**DATA EXTRACT**
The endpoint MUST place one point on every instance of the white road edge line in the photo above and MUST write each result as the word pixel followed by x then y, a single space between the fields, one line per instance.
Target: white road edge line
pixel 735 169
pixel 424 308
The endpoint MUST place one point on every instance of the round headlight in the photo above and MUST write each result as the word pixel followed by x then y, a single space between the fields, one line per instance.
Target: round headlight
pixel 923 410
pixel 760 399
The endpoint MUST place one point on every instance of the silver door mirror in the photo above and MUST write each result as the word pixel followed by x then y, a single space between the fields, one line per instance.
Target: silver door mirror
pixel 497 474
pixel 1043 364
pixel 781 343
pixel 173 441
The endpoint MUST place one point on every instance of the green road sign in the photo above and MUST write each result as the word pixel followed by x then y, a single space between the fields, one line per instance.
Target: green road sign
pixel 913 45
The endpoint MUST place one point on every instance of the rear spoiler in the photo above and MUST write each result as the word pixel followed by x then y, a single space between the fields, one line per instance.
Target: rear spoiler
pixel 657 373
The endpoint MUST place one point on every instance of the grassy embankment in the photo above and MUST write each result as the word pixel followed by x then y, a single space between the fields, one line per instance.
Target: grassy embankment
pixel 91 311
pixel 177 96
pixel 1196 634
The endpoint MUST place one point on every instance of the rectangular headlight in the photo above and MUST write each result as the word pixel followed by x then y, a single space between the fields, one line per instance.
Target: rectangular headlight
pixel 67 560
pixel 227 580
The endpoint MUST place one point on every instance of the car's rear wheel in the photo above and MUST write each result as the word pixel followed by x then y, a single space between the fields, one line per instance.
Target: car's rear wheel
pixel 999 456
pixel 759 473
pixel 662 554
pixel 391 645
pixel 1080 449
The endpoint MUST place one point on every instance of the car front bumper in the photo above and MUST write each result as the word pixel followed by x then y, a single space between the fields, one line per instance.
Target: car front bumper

**PROBLEM DETAILS**
Could you turn all the rows above into a numbered list, leaving out any blank lines?

**TASK RESPONSE**
1. The endpoint MUST place one point on every instance of the white road edge line in the photo above and MUST write each result as the word pixel followed by x then y, a single space between the fields, one line per instance.
2. Target: white road edge line
3. pixel 735 169
4. pixel 424 308
5. The endpoint MUST place one point on every instance of the round headlight in the photo above and MUST write each result as the word pixel followed by x then y, a single space between the fields, one line per instance.
6. Target: round headlight
7. pixel 923 410
8. pixel 760 399
9. The endpoint MUST place one point on every instance of the silver door mirror in the photo above and MUST write each result as the word pixel followed by x then y, a single space between the fields, one line per instance.
10. Target: silver door mirror
11. pixel 497 474
12. pixel 1043 364
13. pixel 781 343
14. pixel 173 441
15. The endpoint MUST place one point on every instance of the green road sign in the photo above and MUST write each result as the word pixel followed by x then y, a single space between the fields, one line per instance.
16. Target: green road sign
17. pixel 913 45
18. The endpoint MUST place one point on every instance of the rear spoiler in the photo above and MUST write each result as the word pixel followed by x then y, a single space between the fields, one line per instance.
19. Target: rear spoiler
20. pixel 657 373
21. The endpoint MUST place one point on every instance of the grassy embankment in the photo above and MUST write each result as the word pixel followed by x then y, a single space between the fields, one line per instance.
22. Target: grassy embankment
23. pixel 91 311
24. pixel 177 96
25. pixel 1196 634
26. The endpoint MUST place one point on every instance of the rectangular headlight in the photo above and MUST write each result as the word pixel followed by x then y, a single space between the fields, one line per instance.
27. Target: rectangular headlight
28. pixel 67 560
29. pixel 227 580
30. The endpoint MUST place one point on every instance of the car's rear wheel in the photo above and MUST write each result as the word pixel followed by x then y, a single space between the fields, one line per instance.
31. Target: car's rear wheel
32. pixel 999 456
33. pixel 759 473
34. pixel 662 554
35. pixel 391 645
36. pixel 1080 449
37. The endpoint MUST place one point on every instance of the car front bumper in the photo above and MUST write each result as the word pixel followed by x then y, a single space between the fields, one line per instance.
38. Target: car front bumper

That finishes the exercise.